**TASK TO COMPLETE:** Please return every line of the records below that holds the word "query".

**INPUT FOR THIS TASK:**
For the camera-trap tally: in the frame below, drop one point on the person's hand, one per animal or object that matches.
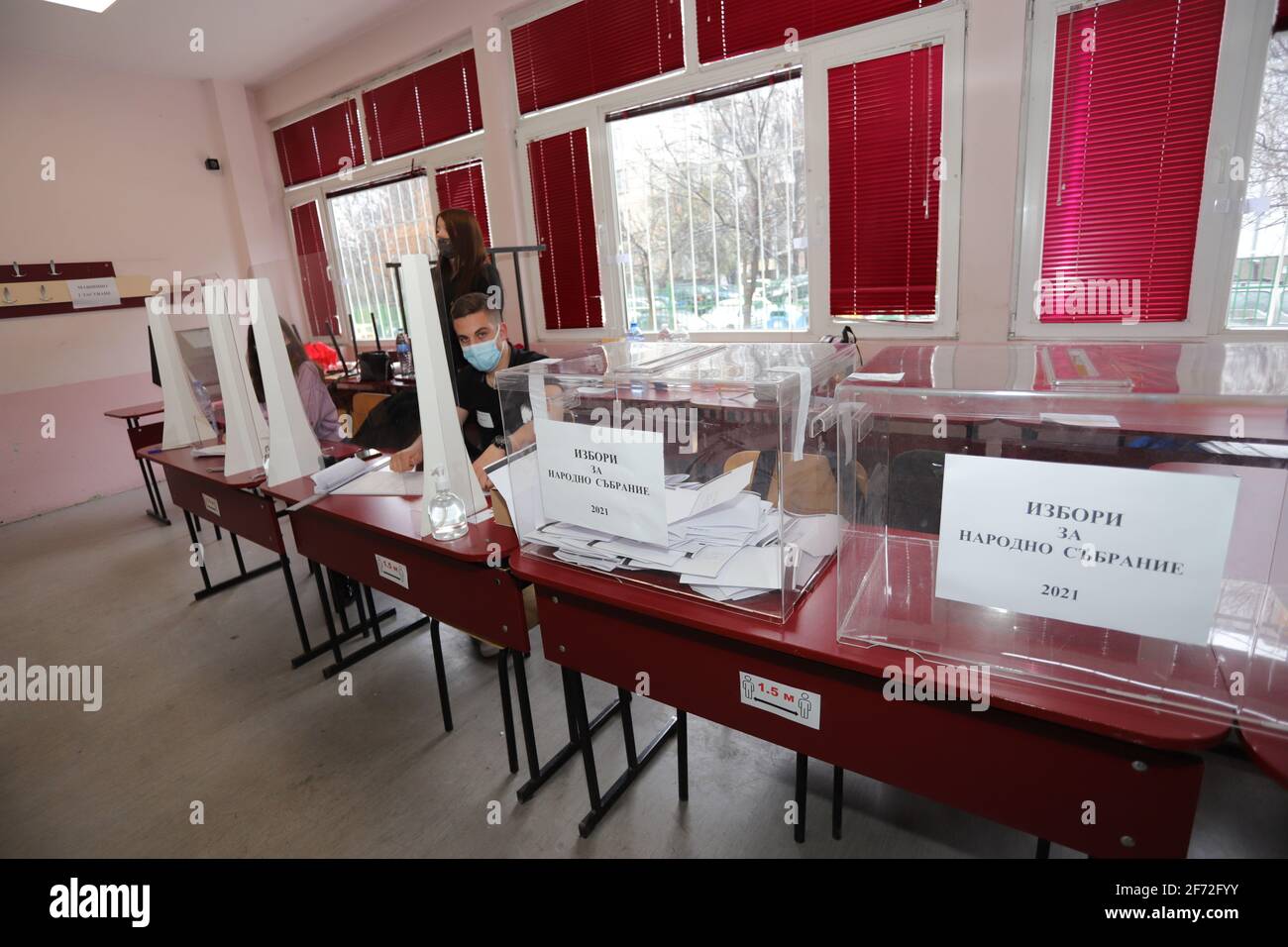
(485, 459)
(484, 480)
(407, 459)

--

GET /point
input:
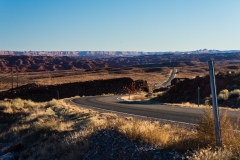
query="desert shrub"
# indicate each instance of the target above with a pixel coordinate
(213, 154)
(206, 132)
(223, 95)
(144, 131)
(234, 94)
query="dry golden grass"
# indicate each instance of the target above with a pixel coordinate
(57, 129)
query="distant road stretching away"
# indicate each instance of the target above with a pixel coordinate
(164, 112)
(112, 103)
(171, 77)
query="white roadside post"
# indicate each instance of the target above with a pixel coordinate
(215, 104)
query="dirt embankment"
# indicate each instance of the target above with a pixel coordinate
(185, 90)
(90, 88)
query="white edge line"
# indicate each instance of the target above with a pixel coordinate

==

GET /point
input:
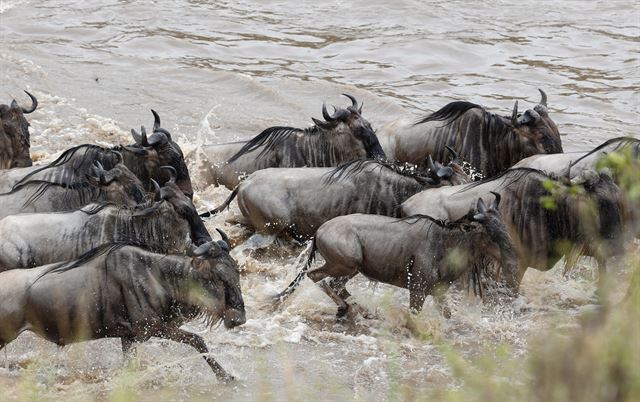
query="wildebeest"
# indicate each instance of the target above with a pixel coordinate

**PROBLEM SOLUTION:**
query="desert shrub"
query="dry golden grass"
query="distant road stretching away"
query="white roadside post"
query="dirt embankment"
query="white edge line"
query="wildebeest"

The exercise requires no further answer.